» What you need to do
In the whizzer motor thread, what did the person who rebuilt the H motor fail to put in, causing it to grind?

» Passage shown

# whizzer motor project



## redline1968 (Sep 27, 2011)

well since i spent all my fun money i got bored so i decited to see what the problem was with the h motor i bought.  i took the cover off and discovered that the person rebuilt it and did not place the spacers for the crank and the cam. this caused it to grind.  i checked the cylinder  it has a little surface rust but came clean with atf fluid.  automatic fluid will eat rust off and loosen it up. as it sits the thing need spacers and a good cleaning and it will run nicely. here are some pics one of them has spacers its the j motor cover.


----------



## mason_man (Sep 28, 2011)

Whizzer's are great lil motors.crankshaft spacers are A,B,C,D,E,F,G. run about $12.00 per.nice lil project.


----------



## militarymonark (Sep 28, 2011)

i haven't torn into my h model, it needs a rebuilt. The bearings are still good but the rings are really bad and oil is leaking so much that its running down the outside of my exhaust pipe. next year.


----------



## redline1968 (Oct 2, 2011)

thanks for the information. the cost is not too bad.  a oil leak usually a gasket not the rings.  usually it will smoke alot  on throttle acceleration for it to be rings. look around the area close to it to find it.


----------



## mason_man (Oct 2, 2011)

Also check for bad valve guides,and the valve cover should be the vented one (H&J)motors. Ray


----------



## redline1968 (Oct 3, 2011)

i better check my guides also and the vent thanks.


----------

» Information supplied
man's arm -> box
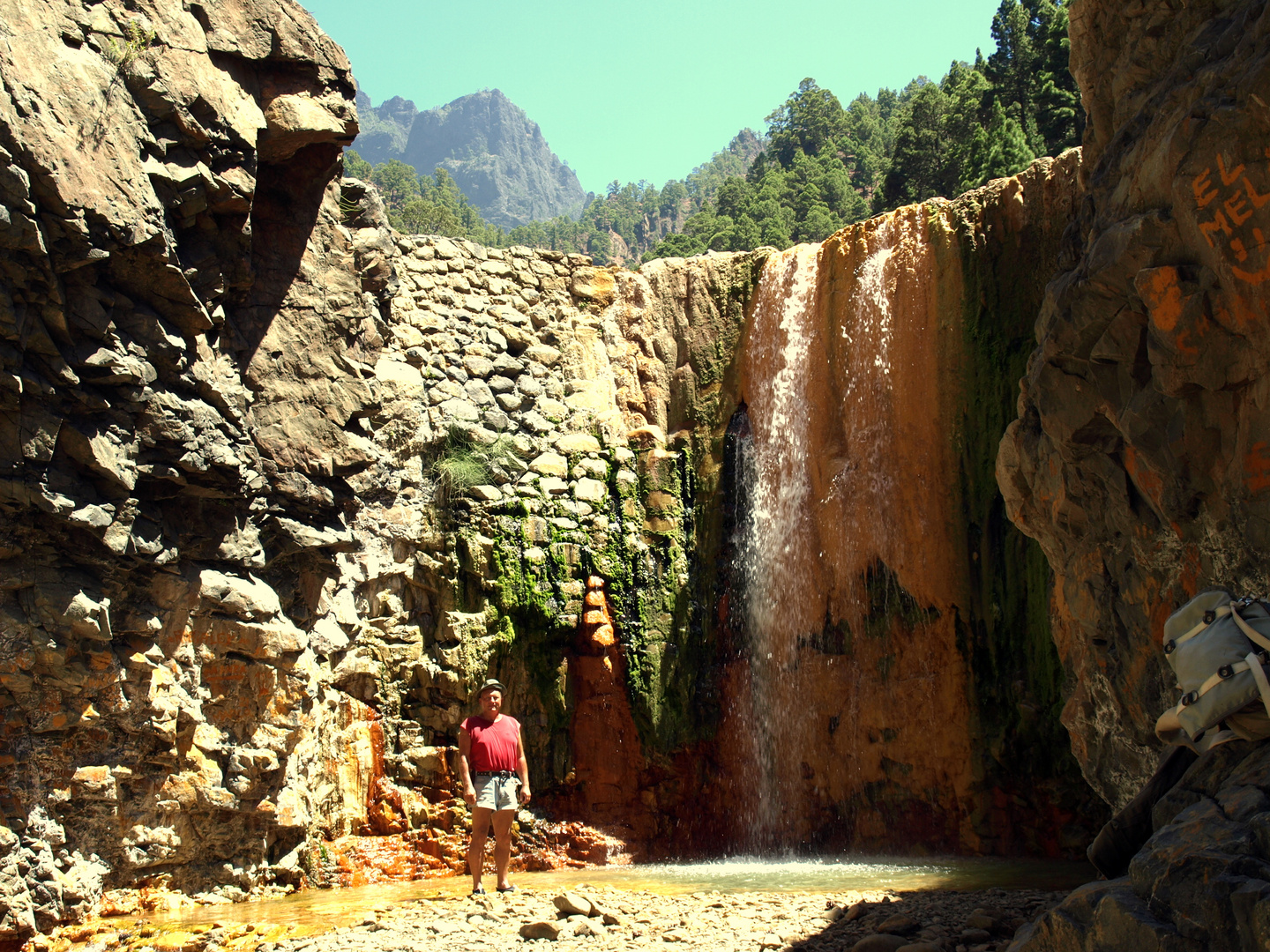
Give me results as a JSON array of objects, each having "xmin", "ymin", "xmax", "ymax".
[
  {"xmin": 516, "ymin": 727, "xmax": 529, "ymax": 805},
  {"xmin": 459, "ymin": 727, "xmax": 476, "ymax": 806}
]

* * *

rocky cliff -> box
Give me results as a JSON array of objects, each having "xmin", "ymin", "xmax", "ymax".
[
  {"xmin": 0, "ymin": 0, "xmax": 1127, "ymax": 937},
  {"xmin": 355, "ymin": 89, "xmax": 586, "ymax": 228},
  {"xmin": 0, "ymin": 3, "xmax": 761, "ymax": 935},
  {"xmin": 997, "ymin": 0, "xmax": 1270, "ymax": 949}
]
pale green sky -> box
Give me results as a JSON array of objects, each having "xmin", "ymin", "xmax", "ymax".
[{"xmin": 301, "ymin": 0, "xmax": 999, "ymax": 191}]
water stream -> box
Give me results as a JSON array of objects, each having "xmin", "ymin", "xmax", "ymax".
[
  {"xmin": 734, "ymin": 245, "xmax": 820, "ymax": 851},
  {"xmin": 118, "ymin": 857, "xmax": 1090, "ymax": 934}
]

» Task solution
The spacers for the crank and the cam.